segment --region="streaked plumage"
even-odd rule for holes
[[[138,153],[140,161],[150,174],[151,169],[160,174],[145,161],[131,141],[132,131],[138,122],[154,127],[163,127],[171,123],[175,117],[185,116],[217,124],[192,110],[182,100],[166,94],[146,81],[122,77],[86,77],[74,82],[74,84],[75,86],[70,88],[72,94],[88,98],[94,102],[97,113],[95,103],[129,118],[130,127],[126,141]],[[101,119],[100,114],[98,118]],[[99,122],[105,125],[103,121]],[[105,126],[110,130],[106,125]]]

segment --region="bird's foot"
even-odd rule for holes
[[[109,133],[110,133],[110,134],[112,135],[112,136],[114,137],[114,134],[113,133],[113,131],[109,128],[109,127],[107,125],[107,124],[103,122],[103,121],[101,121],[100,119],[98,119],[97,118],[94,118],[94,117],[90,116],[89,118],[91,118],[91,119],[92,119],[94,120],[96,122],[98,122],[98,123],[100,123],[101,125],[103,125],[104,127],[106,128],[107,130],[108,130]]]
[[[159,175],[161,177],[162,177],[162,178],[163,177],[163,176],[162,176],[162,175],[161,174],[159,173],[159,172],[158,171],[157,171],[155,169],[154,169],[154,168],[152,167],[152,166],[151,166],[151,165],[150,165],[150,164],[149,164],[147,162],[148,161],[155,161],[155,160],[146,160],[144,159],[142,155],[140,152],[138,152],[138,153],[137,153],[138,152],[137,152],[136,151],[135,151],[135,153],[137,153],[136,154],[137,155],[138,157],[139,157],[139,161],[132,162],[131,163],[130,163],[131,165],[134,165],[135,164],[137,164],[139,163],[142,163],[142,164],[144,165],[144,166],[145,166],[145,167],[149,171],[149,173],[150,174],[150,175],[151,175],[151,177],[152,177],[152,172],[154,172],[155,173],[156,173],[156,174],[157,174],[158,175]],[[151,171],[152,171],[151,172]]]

### WHAT YOU WILL DO
Locate every line in the records that contains the string "region", and copy each of those lines. Case counts.

### WRITTEN RESPONSE
segment --region="streaked plumage"
segment --region="bird's foot"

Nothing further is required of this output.